Task requirements:
Please continue the news report about the hospital employees fired over garage parking, starting right after its last sentence.

Fifty-two University of Chicago Hospitals employees were fired in waves over the last month for parking in an on-campus garage without paying.
Patient complaints of scarce parking led to an investigation and interviews of suspected employees in late December and early January. Workers who had parked without payment more than once were fired without the option of paying restitution, according to a letter distributed to the offending workers in early January.
“[The investigators] tried to determine who had been parking in the garage inappropriately. They called those people in for an interview, tried to talk to them about whether they had done it, why they had done it,” said hospital spokesman John Easton.
“The people who were thought to be repeat offenders were given the choice to resign or to be terminated.” Easton said that those fired had parked on-campus every day for months without paying.
According to Easton, clerical workers, janitors, nurses, and technicians, but no doctors, were terminated.
Employees that park off-campus are allowed to move their cars on-campus after 5:00 p.m. without charge, Easton said. He added that offending employees were taking a ticket as they entered an on-campus garage and then using their employee IDs to get out of the garage without paying the parking fee.
According to published news reports, severed workers were upset that they were terminated without warning. Easton said that a memo was distributed that reminded employees of the parking policy and that it mentioned the overcrowding of garages. Easton was unclear as to if the memo explicitly said that workers violating the parking policy would be immediately fired.

[Saved entries]
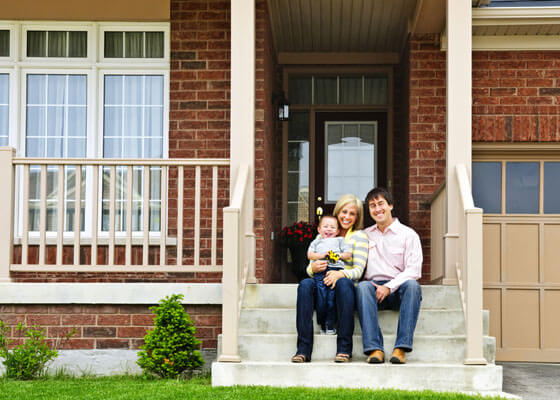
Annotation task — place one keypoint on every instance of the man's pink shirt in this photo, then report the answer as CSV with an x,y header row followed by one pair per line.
x,y
394,255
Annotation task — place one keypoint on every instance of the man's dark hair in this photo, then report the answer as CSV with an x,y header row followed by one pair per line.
x,y
379,192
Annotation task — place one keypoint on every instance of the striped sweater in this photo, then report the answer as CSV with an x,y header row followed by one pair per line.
x,y
353,268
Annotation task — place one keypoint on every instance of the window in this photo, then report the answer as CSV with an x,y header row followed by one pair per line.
x,y
57,44
510,186
339,89
87,90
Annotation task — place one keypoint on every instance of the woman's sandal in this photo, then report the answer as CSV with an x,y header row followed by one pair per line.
x,y
299,358
341,357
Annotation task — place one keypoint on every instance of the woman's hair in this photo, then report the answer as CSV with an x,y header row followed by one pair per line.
x,y
353,200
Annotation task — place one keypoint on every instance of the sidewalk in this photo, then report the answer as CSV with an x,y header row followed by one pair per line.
x,y
532,381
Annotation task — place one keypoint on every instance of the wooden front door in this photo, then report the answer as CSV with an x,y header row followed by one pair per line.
x,y
351,157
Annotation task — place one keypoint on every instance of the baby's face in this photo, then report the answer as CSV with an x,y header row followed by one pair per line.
x,y
328,228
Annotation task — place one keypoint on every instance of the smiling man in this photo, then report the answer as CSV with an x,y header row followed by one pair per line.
x,y
390,281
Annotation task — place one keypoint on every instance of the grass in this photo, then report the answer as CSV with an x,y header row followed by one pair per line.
x,y
131,387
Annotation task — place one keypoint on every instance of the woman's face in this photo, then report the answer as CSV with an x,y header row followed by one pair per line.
x,y
347,216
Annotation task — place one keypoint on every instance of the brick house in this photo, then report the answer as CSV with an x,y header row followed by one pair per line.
x,y
170,109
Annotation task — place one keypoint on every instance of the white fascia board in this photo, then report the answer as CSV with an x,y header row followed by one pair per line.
x,y
108,293
515,16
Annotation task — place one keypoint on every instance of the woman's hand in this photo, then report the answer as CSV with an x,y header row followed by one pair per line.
x,y
319,266
331,277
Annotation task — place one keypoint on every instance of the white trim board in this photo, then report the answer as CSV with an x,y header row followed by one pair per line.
x,y
108,293
511,43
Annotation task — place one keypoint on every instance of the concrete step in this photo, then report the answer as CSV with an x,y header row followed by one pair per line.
x,y
427,348
430,321
284,296
410,376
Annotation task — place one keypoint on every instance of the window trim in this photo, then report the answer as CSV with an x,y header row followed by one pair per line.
x,y
94,66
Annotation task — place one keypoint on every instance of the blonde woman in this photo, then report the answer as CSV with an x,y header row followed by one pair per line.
x,y
349,213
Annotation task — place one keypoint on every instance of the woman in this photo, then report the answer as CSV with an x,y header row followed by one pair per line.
x,y
349,212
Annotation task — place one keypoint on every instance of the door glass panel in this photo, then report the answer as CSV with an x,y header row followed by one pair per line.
x,y
298,167
351,90
522,187
325,90
299,90
350,159
487,186
375,90
552,187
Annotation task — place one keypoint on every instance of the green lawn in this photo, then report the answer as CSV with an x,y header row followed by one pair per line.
x,y
198,388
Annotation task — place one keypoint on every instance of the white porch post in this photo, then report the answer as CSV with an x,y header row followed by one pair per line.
x,y
6,212
242,125
459,121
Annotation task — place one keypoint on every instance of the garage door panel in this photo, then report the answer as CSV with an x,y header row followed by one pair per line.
x,y
551,322
521,319
551,257
491,252
492,302
522,253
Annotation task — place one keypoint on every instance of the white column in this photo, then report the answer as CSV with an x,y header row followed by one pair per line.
x,y
459,119
242,132
6,211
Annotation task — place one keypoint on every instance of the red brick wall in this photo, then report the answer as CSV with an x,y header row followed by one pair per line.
x,y
516,96
426,131
105,326
199,128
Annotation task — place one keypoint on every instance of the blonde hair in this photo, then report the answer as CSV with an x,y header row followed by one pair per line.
x,y
354,201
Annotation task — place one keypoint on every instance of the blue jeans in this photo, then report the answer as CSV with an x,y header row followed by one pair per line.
x,y
306,300
325,304
406,299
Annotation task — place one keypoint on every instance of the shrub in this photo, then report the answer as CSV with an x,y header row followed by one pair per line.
x,y
170,349
29,359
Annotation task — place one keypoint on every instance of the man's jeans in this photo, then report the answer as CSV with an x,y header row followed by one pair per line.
x,y
345,302
406,299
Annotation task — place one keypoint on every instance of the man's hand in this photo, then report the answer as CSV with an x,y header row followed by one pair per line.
x,y
381,292
331,277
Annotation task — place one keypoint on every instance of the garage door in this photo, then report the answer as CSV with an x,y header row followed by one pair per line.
x,y
520,196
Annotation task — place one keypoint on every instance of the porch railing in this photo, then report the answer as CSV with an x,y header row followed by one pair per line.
x,y
239,250
181,186
469,269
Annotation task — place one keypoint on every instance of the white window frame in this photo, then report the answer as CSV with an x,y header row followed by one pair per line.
x,y
95,66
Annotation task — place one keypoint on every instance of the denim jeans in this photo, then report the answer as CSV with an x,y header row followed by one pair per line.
x,y
306,300
406,299
325,306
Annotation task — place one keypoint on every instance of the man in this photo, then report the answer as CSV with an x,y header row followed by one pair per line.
x,y
390,279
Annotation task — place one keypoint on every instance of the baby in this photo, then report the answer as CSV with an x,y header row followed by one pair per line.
x,y
328,246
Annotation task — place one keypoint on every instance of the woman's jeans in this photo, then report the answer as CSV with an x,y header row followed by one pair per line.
x,y
406,299
345,302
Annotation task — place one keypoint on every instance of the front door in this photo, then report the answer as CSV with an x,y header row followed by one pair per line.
x,y
351,156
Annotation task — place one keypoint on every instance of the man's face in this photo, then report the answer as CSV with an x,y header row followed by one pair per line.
x,y
380,210
328,227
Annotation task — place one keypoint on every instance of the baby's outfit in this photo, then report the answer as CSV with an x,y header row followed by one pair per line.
x,y
326,305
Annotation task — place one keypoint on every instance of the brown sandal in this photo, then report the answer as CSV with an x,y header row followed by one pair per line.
x,y
342,358
299,359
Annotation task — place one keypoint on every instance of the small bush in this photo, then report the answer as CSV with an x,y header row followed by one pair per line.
x,y
29,359
170,349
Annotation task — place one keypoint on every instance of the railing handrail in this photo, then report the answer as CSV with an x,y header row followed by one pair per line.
x,y
235,270
465,188
469,269
122,161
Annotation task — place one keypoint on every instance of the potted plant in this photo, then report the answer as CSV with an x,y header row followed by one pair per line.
x,y
297,238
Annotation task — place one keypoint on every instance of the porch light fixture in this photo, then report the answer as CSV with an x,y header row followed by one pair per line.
x,y
283,106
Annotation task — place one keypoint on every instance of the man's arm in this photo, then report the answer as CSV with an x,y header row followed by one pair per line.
x,y
412,262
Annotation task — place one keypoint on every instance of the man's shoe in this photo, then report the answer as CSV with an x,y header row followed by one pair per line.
x,y
398,356
376,357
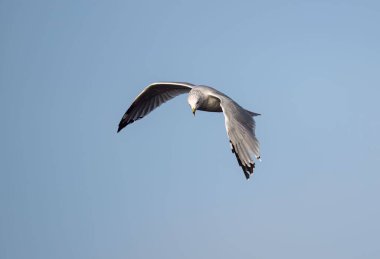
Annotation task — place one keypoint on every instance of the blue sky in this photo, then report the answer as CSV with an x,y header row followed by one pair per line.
x,y
168,186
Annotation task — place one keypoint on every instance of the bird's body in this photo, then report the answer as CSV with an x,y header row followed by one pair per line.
x,y
239,122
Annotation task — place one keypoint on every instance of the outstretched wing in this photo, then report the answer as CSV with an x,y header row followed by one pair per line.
x,y
240,127
150,98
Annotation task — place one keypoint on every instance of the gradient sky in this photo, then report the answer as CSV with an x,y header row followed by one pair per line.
x,y
168,186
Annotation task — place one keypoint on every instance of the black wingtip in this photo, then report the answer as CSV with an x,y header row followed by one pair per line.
x,y
120,128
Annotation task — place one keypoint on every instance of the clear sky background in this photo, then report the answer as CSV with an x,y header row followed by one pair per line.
x,y
168,186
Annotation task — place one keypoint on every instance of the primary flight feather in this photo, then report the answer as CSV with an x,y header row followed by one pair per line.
x,y
239,122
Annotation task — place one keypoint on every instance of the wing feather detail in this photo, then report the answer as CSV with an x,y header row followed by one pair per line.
x,y
150,98
240,127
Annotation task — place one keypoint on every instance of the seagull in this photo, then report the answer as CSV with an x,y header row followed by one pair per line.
x,y
239,122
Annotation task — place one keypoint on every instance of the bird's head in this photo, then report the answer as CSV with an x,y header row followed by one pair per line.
x,y
194,101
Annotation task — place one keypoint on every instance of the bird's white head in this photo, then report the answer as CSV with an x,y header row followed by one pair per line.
x,y
194,100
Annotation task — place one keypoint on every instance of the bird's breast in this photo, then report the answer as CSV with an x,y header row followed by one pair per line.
x,y
211,104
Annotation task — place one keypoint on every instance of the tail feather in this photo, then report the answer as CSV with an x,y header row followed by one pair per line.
x,y
253,113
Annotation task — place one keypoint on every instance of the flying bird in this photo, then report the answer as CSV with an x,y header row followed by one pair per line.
x,y
239,122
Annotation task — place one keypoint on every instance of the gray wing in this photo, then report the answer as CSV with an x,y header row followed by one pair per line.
x,y
150,98
240,127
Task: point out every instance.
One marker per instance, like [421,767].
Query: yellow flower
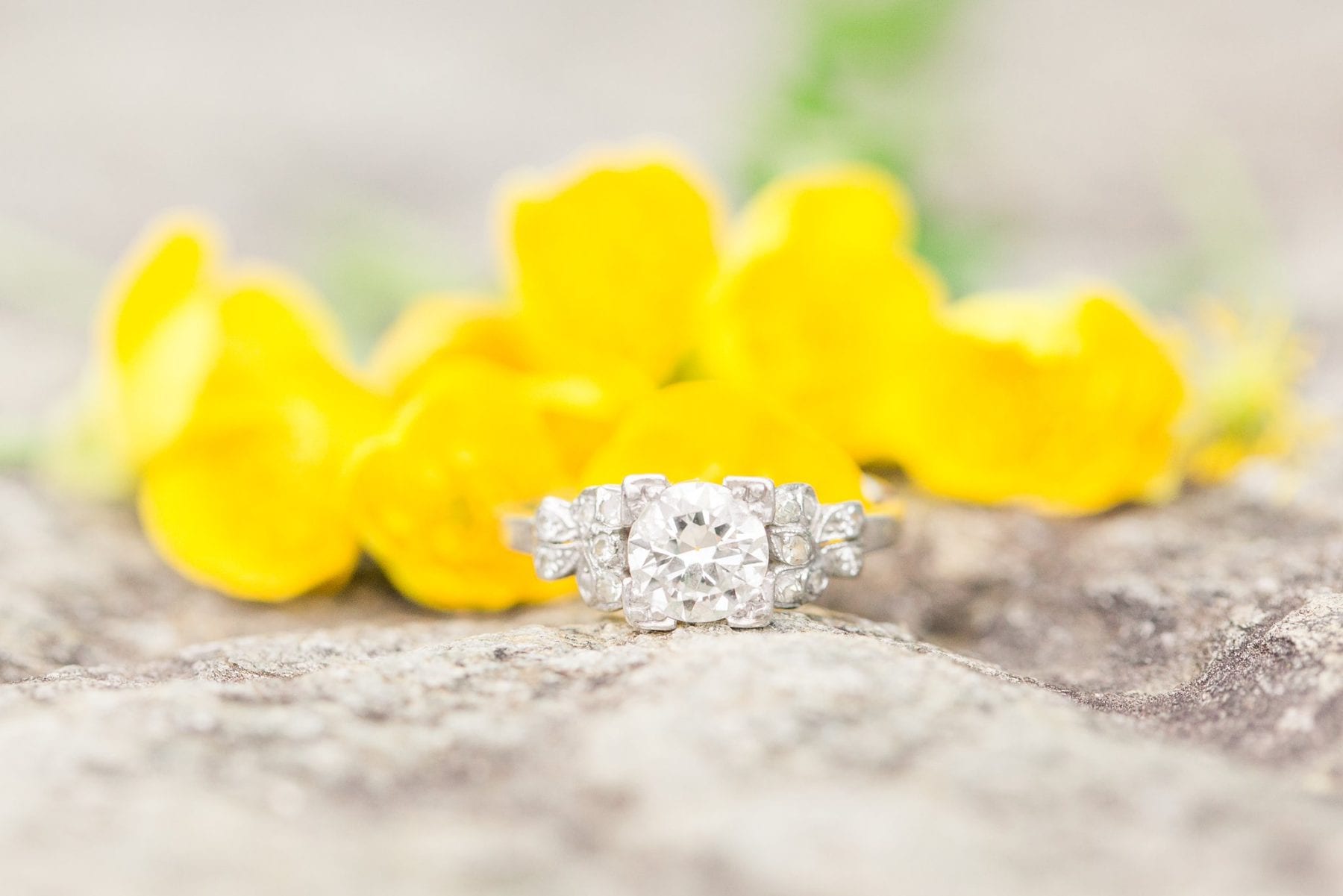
[442,328]
[245,498]
[154,340]
[1068,407]
[821,304]
[579,410]
[611,263]
[1244,402]
[426,493]
[708,430]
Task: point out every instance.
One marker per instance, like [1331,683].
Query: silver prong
[649,621]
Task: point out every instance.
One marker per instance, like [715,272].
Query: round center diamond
[696,552]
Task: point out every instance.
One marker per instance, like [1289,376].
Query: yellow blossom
[1068,407]
[245,496]
[579,409]
[154,340]
[441,328]
[821,305]
[708,430]
[426,493]
[611,263]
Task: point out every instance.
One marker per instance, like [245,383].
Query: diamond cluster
[698,551]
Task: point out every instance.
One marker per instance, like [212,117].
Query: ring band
[698,552]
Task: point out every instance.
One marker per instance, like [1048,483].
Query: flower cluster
[637,330]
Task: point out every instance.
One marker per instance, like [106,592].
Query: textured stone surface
[1171,728]
[1142,703]
[1146,701]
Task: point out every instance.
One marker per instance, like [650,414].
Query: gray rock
[178,742]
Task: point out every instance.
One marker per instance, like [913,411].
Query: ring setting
[695,552]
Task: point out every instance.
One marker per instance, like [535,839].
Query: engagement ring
[698,551]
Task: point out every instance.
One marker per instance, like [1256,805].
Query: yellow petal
[821,310]
[579,410]
[1068,407]
[848,207]
[611,261]
[246,498]
[156,335]
[443,328]
[708,430]
[426,493]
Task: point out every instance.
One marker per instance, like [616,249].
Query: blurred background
[1171,147]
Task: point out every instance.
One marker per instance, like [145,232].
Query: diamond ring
[698,551]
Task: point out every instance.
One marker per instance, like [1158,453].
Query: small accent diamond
[755,492]
[555,560]
[841,521]
[795,504]
[584,510]
[842,559]
[792,548]
[609,507]
[638,491]
[555,521]
[755,609]
[790,587]
[607,550]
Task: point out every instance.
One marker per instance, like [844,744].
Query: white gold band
[698,552]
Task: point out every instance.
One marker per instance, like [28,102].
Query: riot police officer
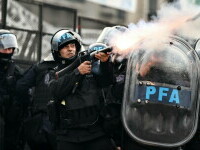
[10,112]
[78,97]
[37,128]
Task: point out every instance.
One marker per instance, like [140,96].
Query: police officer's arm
[106,77]
[65,84]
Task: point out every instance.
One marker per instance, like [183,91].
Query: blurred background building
[34,21]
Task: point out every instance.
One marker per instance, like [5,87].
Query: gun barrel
[105,50]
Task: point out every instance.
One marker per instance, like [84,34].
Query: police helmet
[7,40]
[62,38]
[110,32]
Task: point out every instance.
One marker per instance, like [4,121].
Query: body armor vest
[82,108]
[41,92]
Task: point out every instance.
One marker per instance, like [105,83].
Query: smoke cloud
[180,18]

Reply:
In addition, Easton said the hospital’s decision to terminate the workers was justified because, according to the hospital’s policy, those who steal from the hospital need not be warned before they are terminated. Easton said that the hospital was treating the infractions as cases of theft.
Easton said that the hospital would prefer to forget the entire debacle. “This is a series of events that we would not like to see happen again,” he said. “I think it has been a frustrating experience to people who worked here and were affected by it.”
The Illinois Nurses Association is filing grievance charges against the Hospital, and several lawyers are filing lawsuits on behalf of individual former employees. A representative from the Illinois Nurses Association was not available to speak with the Maroon at press time.